*Your tasks*:
(a) Answer these questions about the camera server constructor source:
(i) What title is given to the FastAPI application?
(ii) How many of the most recent .jpg files does the constructor keep?
(iii) Which camera class is chosen when the camera name is neither rpicam nor simcam?
(b) Extend the camera server constructor source with the code that would come next after its last line.

*Selection*:

○ ○ ○

Create FastAPI application and SocketIO client.

Source code in cogip/tools/robotcam/server.py

def __init__(self):
    """
    Class constructor.

    Create FastAPI application and SocketIO client.
    """
    self.settings = Settings()
    CameraServer._exiting = False

    self.frame_queue: Queue | None = None
    self.stream_queue: Queue | None = None
    self.last_frame: bytes | None = None
    self.last_stream_frame: bytes | None = None

    self.app = FastAPI(title="COGIP Robot Camera Streamer", lifespan=self.lifespan, debug=False)
    self.register_endpoints()

    UvicornServer.handle_exit = self.handle_exit

    self.records_dir = Path.home() / "records"
    self.records_dir.mkdir(exist_ok=True)
    # Keep only 100 last records
    for old_record in sorted(self.records_dir.glob("*.jpg"))[:-100]:
        old_record.unlink()

    if self.settings.camera_name == CameraName.rpicam.name:
        CameraClass = RPiCamera
    elif self.settings.camera_name == CameraName.simcam.name:
        CameraClass = SimCamera
    else:
        CameraClass = USBCamera
    self.camera = CameraClass(
        self.settings.id,
        CameraName[self.settings.camera_name],
        VideoCodec[self.settings.camera_codec],
        self.settings.camera_width,
        self.settings.camera_height,
        self.settings.stream_width,
        self.settings.stream_height,
    )

○ ○ ○

*Dataset records*:

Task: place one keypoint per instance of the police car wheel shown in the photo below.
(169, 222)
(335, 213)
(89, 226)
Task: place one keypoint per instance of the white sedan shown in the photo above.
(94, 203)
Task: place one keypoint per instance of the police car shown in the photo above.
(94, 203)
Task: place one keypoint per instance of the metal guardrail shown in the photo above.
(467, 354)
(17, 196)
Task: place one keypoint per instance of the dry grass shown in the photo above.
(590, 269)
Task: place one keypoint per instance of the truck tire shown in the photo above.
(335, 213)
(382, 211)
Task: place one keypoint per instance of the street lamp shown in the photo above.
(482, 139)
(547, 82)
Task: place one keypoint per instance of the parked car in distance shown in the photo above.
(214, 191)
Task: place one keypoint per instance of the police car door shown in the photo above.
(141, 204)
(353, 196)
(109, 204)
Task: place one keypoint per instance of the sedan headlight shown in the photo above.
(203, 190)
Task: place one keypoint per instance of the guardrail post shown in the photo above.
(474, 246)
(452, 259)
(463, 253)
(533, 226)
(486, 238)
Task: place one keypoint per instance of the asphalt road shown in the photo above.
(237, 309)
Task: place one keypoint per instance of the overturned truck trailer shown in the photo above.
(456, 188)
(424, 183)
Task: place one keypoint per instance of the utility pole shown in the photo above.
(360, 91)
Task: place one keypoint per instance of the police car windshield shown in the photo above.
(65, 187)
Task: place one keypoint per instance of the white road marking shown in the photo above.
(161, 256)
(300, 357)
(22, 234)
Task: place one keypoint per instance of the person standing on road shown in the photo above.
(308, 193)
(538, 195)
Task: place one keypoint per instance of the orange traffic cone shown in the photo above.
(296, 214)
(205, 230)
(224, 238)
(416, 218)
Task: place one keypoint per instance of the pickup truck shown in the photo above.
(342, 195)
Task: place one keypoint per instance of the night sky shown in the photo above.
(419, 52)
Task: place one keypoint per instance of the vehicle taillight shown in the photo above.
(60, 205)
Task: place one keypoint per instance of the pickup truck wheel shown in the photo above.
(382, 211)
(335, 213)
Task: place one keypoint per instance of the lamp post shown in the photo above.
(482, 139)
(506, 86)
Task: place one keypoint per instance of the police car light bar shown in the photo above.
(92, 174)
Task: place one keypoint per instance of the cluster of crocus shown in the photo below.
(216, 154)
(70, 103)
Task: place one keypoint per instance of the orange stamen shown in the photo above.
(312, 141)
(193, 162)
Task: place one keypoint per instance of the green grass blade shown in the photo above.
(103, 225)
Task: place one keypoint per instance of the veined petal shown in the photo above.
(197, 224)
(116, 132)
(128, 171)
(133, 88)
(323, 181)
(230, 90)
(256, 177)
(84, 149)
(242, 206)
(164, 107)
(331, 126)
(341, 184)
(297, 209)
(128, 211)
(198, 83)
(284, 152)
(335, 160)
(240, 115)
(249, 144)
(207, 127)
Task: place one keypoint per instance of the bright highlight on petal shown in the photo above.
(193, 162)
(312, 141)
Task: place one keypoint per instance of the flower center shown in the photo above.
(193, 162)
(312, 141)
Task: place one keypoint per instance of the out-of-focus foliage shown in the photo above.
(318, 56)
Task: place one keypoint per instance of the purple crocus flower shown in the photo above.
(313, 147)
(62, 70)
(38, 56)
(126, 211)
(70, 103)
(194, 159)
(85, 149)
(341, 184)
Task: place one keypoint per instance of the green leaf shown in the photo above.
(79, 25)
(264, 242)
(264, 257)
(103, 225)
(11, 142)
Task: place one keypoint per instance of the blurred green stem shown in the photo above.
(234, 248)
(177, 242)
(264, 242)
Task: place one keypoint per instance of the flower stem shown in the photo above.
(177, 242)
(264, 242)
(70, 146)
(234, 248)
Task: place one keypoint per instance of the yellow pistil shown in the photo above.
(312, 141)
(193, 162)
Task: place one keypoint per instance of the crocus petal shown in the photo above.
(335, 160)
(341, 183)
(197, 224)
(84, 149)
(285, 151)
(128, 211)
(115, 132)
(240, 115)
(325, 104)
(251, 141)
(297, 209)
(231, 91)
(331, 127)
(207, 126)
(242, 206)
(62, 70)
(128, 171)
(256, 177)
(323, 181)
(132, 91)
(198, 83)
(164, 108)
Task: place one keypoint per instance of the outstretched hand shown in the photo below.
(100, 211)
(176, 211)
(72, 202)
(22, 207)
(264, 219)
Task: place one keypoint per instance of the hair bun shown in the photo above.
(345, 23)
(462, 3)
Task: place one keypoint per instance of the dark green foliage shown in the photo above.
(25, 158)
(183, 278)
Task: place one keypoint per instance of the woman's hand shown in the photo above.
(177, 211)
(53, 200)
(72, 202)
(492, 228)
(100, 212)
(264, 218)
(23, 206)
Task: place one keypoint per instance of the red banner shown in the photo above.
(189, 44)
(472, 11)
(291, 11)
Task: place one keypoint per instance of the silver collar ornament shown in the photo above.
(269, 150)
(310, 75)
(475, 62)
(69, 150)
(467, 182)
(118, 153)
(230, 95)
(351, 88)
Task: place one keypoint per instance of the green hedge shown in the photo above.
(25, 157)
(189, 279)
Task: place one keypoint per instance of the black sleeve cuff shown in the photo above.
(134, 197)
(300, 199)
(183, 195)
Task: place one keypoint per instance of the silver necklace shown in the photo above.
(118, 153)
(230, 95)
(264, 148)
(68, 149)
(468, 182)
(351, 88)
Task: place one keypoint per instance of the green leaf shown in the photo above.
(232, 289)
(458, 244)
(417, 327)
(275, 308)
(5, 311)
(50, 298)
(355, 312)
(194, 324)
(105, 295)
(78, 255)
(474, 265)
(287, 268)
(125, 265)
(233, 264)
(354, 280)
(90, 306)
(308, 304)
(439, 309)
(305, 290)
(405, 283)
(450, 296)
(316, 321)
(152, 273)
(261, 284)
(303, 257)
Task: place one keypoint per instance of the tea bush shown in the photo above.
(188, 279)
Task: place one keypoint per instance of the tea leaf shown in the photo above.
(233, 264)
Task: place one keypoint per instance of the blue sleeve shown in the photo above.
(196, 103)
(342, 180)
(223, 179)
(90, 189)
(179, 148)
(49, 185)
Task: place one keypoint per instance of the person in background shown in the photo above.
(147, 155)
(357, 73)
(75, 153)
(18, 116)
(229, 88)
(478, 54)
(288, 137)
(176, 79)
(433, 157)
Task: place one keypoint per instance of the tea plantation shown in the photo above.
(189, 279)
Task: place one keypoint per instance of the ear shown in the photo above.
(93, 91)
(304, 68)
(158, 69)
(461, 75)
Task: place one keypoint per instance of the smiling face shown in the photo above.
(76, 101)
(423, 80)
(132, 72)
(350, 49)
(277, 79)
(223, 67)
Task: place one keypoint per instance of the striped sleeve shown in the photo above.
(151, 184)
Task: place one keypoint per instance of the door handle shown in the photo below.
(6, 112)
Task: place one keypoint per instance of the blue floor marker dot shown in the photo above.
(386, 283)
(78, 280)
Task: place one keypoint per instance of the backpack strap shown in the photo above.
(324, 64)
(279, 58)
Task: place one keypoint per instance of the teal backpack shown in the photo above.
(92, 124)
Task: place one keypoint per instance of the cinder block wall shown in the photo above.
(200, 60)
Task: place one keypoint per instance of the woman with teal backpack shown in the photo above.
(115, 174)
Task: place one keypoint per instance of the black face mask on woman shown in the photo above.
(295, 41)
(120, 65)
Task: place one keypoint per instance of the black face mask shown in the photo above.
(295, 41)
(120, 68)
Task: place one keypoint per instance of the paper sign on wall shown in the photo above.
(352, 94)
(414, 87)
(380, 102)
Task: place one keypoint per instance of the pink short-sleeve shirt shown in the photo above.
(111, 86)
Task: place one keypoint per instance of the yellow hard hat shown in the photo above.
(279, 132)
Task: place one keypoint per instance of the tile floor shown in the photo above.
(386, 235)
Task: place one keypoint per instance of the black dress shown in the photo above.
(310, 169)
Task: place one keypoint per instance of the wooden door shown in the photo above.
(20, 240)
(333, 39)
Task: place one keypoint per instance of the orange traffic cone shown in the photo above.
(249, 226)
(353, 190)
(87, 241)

○ ○ ○

*The answers*:
(a)
(i) COGIP Robot Camera Streamer
(ii) 100
(iii) USBCamera

(b)
    # Load camera intrinsic parameters
    self.camera_matrix: cv2.typing.MatLike | None = None
    self.dist_coefs: cv2.typing.MatLike | None = None
    if not self.camera.intrinsic_params_filename.exists():
        logger.warning(f"Camera intrinsic parameters file not found: {self.camera.intrinsic_params_filename}")
    else:
        self.camera_matrix, self.dist_coefs = load_camera_intrinsic_params(self.camera.intrinsic_params_filename)

    # Load camera extrinsic parameters
    self.extrinsic_params: CameraExtrinsicParameters | None = None
    if not self.camera.extrinsic_params_filename.exists():
        logger.warning(f"Camera extrinsic parameters file not found: {self.camera.extrinsic_params_filename}")
    else:
        self.extrinsic_params = load_camera_extrinsic_params(self.camera.extrinsic_params_filename)

    aruco_dict = cv2.aruco.getPredefinedDictionary(cv2.aruco.DICT_4X4_100)
    parameters = cv2.aruco.DetectorParameters()

    # Speed optimizations
    # Use a single window size for adaptive thresholding to avoid multiple passes
    parameters.adaptiveThreshWinSizeMin = 13
    parameters.adaptiveThreshWinSizeMax = 13
    parameters.adaptiveThreshWinSizeStep = 1

    # Reduce accuracy of polygonal approximation (faster contour processing)
    parameters.polygonalApproxAccuracyRate = 0.05  # Default 0.03

    # Disable corner refinement if not strictly necessary (SUBPIX is slow)
    parameters.cornerRefinementMethod = cv2.aruco.CORNER_REFINE_NONE

    self.detector = cv2.aruco.ArucoDetector(aruco_dict, parameters)

camera_streamer() async

Frame generator. Yield frames produced by camera_handler.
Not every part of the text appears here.